What you will do ▸
Below are records. Find each line in them that holds the word "boulder" and copy it.

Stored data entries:
▬▬▬▬▬▬
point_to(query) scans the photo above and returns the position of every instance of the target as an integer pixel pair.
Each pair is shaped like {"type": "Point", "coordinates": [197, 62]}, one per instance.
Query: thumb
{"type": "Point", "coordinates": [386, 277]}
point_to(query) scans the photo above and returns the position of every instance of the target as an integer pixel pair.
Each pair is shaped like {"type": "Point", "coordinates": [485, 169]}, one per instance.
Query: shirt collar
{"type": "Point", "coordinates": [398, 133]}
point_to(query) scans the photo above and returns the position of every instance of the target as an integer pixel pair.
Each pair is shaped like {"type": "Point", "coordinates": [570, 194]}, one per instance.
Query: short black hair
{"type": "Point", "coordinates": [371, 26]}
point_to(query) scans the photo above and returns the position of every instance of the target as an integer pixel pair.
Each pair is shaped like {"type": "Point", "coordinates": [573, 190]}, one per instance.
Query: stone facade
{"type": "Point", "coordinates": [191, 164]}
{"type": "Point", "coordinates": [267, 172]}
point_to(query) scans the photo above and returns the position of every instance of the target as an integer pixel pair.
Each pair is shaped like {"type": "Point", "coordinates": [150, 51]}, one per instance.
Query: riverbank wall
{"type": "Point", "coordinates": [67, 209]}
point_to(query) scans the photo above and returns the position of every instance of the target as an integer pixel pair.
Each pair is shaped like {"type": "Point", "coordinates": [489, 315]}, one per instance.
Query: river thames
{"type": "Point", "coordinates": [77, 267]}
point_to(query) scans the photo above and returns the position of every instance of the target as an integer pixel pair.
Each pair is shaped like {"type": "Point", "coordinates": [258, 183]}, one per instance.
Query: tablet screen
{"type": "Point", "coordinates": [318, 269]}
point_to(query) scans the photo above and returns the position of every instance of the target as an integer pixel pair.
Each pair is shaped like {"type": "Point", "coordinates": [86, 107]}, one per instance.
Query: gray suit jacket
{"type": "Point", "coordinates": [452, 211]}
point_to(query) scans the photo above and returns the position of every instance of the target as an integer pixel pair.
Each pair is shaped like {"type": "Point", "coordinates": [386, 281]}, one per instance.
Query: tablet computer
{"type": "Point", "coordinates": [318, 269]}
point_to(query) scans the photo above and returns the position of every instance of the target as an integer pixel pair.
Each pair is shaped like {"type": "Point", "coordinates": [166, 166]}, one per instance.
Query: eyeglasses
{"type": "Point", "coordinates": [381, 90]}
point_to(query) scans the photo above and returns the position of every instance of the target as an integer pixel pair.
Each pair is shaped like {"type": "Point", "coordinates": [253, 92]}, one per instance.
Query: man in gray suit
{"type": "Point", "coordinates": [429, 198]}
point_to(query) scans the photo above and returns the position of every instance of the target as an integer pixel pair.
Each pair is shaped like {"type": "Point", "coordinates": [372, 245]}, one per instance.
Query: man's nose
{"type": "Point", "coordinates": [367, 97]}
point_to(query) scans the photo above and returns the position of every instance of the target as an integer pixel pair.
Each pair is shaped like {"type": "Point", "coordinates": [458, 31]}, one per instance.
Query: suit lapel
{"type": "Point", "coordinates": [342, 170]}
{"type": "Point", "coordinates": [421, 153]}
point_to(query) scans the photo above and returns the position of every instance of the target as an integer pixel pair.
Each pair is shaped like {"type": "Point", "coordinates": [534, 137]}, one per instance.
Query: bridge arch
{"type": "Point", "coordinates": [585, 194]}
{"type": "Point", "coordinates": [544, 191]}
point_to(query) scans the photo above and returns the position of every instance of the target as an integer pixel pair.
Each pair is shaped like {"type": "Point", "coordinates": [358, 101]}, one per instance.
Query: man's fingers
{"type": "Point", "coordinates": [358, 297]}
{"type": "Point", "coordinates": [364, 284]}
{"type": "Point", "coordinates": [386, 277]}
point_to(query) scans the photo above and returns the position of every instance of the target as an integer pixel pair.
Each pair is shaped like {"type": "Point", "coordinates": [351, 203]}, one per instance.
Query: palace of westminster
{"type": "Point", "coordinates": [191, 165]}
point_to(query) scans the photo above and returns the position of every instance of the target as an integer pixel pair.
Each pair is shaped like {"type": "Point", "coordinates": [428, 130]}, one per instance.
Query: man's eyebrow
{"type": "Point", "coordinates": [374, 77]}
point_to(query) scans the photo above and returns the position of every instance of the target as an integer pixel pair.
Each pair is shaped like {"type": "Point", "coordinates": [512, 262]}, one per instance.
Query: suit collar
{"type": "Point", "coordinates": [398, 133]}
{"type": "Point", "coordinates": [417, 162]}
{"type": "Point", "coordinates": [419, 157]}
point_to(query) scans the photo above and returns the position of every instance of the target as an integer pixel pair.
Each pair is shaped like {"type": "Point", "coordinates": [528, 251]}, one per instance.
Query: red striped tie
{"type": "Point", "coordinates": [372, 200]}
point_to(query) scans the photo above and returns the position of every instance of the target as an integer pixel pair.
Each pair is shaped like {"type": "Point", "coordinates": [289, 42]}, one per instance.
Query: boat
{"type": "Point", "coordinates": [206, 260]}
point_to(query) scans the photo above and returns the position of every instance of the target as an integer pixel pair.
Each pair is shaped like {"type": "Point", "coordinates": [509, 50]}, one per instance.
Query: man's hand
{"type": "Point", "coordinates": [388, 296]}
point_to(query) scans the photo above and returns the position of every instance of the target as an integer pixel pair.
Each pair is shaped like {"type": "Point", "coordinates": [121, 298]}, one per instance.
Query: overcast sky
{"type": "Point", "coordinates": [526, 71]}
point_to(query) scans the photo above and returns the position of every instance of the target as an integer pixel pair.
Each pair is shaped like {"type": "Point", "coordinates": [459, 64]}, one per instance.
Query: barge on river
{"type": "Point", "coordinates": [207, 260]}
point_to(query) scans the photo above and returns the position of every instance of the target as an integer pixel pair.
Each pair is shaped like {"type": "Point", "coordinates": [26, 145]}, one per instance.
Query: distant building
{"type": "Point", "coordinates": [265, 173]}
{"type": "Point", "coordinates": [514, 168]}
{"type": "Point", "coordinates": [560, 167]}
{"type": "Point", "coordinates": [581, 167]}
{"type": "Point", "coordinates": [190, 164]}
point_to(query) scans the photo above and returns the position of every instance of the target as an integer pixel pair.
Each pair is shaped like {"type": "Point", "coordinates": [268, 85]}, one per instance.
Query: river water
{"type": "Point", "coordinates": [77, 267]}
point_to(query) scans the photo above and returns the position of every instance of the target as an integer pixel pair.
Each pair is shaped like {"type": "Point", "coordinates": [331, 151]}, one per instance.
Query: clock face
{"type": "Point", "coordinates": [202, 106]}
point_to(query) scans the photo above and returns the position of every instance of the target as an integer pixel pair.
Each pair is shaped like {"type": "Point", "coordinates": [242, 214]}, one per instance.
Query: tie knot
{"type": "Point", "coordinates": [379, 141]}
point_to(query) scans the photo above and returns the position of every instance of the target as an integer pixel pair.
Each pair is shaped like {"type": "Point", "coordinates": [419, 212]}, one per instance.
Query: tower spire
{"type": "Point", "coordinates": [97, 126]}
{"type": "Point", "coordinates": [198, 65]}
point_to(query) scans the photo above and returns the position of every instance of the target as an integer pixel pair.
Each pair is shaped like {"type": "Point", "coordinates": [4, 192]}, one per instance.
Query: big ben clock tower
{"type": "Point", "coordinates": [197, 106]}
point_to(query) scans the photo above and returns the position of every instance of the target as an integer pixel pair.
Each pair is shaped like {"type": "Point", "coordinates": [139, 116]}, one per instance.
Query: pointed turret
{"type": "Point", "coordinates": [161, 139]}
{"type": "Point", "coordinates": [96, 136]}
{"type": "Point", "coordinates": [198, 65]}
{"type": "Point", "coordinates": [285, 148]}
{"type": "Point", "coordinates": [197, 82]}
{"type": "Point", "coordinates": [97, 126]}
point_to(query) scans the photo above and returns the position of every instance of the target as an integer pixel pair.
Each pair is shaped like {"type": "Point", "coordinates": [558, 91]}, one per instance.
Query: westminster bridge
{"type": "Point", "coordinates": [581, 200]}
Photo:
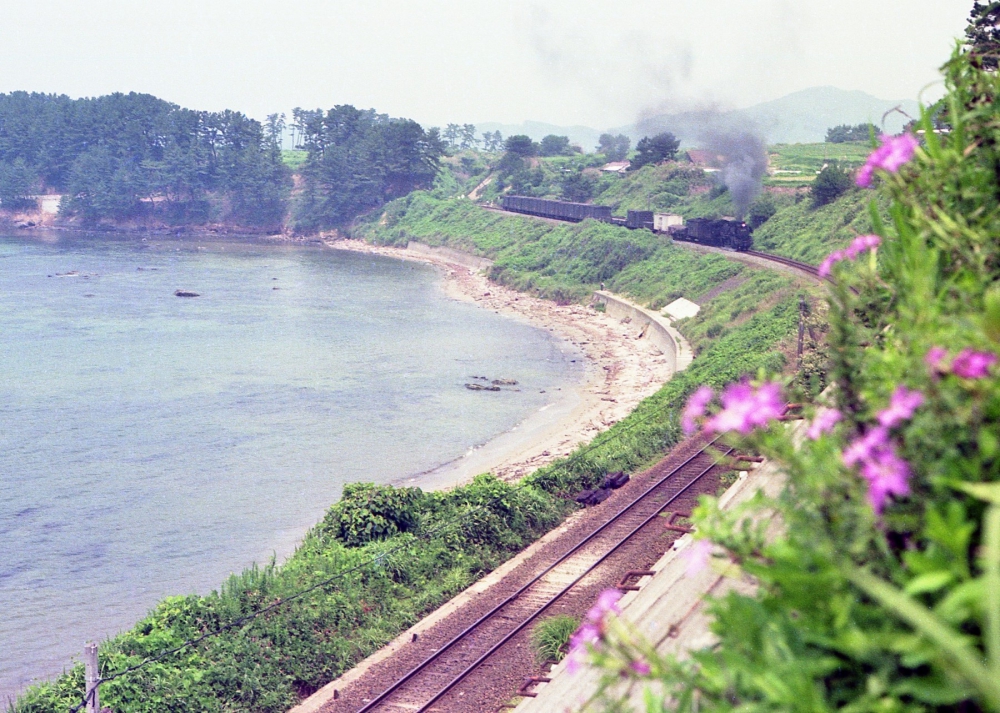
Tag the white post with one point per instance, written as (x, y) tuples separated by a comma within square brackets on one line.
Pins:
[(93, 676)]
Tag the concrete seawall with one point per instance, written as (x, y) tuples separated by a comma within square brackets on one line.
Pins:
[(658, 330)]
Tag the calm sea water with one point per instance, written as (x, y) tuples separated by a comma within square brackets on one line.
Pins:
[(150, 444)]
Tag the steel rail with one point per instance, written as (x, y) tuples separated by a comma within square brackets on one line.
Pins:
[(520, 627), (804, 267), (378, 700)]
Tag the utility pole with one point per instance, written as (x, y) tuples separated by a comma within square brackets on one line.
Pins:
[(93, 674)]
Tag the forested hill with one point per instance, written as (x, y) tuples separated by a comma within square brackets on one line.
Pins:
[(134, 157)]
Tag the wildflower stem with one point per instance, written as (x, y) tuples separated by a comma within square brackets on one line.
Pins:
[(965, 660), (991, 554)]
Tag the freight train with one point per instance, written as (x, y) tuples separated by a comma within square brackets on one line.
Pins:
[(720, 233)]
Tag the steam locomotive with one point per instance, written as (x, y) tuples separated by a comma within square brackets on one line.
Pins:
[(720, 233)]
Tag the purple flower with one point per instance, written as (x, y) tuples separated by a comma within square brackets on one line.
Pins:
[(862, 243), (861, 449), (973, 365), (830, 260), (640, 666), (887, 474), (695, 408), (590, 631), (745, 408), (697, 557), (934, 357), (901, 407), (890, 156), (823, 422)]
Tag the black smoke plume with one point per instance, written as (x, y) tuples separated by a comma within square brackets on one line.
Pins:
[(744, 154)]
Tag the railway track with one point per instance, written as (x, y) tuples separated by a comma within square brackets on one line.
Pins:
[(423, 686), (802, 266)]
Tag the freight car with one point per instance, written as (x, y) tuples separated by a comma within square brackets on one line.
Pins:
[(721, 233), (636, 219), (560, 210)]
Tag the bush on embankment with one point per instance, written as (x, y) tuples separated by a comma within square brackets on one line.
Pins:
[(803, 232), (746, 312), (880, 590), (389, 578)]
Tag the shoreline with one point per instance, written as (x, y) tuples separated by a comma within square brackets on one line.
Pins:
[(621, 368)]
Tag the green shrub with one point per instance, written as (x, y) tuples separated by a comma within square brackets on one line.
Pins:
[(550, 637), (368, 512), (880, 591)]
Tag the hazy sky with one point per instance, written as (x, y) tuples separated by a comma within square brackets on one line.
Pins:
[(599, 63)]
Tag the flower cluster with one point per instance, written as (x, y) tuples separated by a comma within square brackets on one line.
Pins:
[(890, 156), (967, 364), (857, 246), (887, 474), (744, 408), (592, 628)]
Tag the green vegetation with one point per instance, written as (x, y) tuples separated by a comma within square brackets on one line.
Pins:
[(113, 155), (832, 182), (809, 234), (797, 165), (550, 637), (369, 587), (845, 133), (746, 313), (294, 158), (654, 149), (880, 591), (357, 160), (614, 148)]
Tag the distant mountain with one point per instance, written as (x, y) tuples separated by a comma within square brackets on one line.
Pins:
[(800, 117)]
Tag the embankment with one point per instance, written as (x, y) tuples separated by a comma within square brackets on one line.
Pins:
[(384, 557)]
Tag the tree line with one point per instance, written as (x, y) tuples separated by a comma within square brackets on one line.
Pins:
[(125, 155), (128, 156)]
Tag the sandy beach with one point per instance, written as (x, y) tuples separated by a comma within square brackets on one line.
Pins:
[(621, 369)]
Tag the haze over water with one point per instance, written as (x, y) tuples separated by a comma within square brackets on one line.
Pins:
[(150, 444)]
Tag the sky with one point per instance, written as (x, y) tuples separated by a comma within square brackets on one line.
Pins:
[(597, 63)]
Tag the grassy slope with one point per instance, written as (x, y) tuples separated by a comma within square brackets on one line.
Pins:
[(809, 234), (797, 164), (267, 664)]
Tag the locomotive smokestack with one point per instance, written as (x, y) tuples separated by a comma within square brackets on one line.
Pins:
[(744, 164)]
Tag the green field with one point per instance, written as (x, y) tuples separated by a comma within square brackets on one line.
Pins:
[(796, 165)]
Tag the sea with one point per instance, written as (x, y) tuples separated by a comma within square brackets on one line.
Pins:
[(150, 444)]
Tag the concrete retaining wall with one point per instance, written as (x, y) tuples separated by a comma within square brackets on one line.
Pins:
[(456, 257), (658, 329)]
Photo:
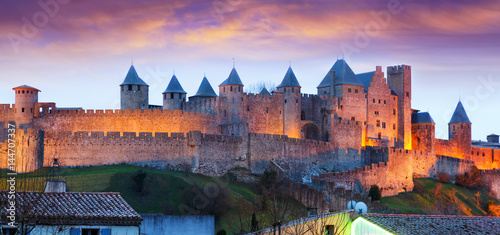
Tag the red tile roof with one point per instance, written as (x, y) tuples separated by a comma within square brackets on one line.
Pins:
[(435, 224), (72, 208)]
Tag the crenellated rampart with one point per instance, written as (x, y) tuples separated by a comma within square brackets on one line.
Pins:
[(128, 120)]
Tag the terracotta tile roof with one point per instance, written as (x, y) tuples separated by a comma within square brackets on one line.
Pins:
[(73, 208), (435, 224)]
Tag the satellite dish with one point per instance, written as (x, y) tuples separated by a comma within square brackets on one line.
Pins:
[(361, 207), (351, 205)]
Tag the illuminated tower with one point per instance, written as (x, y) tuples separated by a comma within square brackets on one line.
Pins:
[(174, 97), (459, 130), (134, 92), (232, 88), (290, 88), (26, 97), (399, 79)]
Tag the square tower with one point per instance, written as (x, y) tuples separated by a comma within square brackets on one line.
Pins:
[(399, 79)]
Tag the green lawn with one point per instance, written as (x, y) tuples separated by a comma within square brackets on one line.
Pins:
[(164, 191), (430, 201)]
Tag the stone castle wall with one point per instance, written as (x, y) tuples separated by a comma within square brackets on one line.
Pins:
[(129, 120), (396, 174)]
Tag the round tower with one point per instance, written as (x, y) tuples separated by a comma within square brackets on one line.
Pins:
[(232, 89), (290, 88), (174, 97), (459, 130), (26, 97), (134, 92)]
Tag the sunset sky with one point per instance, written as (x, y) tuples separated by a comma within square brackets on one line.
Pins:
[(78, 52)]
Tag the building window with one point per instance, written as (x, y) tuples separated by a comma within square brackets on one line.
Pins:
[(9, 231), (90, 231)]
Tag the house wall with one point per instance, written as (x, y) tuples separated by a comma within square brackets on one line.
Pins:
[(154, 224)]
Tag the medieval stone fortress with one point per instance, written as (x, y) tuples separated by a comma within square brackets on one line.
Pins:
[(357, 126)]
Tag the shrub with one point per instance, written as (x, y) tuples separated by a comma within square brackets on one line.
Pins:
[(375, 193), (470, 179), (444, 177)]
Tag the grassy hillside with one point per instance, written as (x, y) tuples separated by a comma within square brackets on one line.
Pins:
[(168, 192), (433, 197)]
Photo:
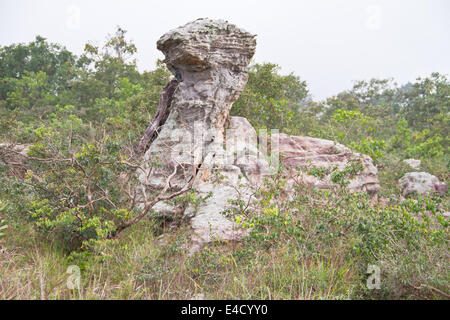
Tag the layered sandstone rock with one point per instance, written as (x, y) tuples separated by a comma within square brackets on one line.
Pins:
[(209, 59), (305, 152), (414, 183), (198, 143)]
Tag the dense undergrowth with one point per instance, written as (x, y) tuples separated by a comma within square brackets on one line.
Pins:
[(81, 117)]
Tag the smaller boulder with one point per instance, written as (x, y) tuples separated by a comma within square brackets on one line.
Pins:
[(421, 183), (413, 163)]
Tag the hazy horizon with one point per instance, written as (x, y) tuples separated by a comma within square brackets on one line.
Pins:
[(328, 44)]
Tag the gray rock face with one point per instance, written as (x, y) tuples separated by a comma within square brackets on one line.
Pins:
[(413, 163), (200, 144), (320, 153), (209, 58), (421, 183)]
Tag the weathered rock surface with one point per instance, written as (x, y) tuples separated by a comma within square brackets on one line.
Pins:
[(200, 144), (421, 183), (309, 152), (413, 163), (209, 59)]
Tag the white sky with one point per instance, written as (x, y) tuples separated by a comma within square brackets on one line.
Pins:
[(327, 43)]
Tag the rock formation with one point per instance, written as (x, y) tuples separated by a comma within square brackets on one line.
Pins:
[(209, 59), (413, 163), (309, 152), (193, 139), (414, 183)]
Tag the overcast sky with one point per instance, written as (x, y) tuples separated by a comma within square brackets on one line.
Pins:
[(327, 43)]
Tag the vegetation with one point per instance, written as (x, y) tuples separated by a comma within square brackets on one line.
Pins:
[(67, 202)]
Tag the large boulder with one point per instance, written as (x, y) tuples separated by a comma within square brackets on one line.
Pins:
[(209, 59), (414, 183), (221, 157), (305, 152), (413, 163)]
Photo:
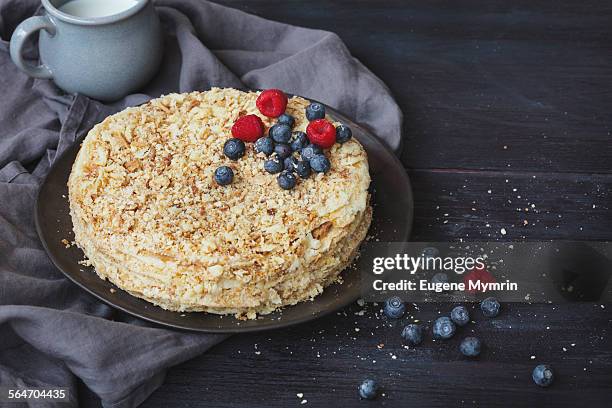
▬▬▬▬▬▬
Solved problem ▸
Tag the smaller boulder with one point per instance, written as (x, y) tuples separated by a comma within square brackets on one line.
Tag the large boulder with one point per instance, written as (x, y) tuples separated by a comma within square brackets on one line.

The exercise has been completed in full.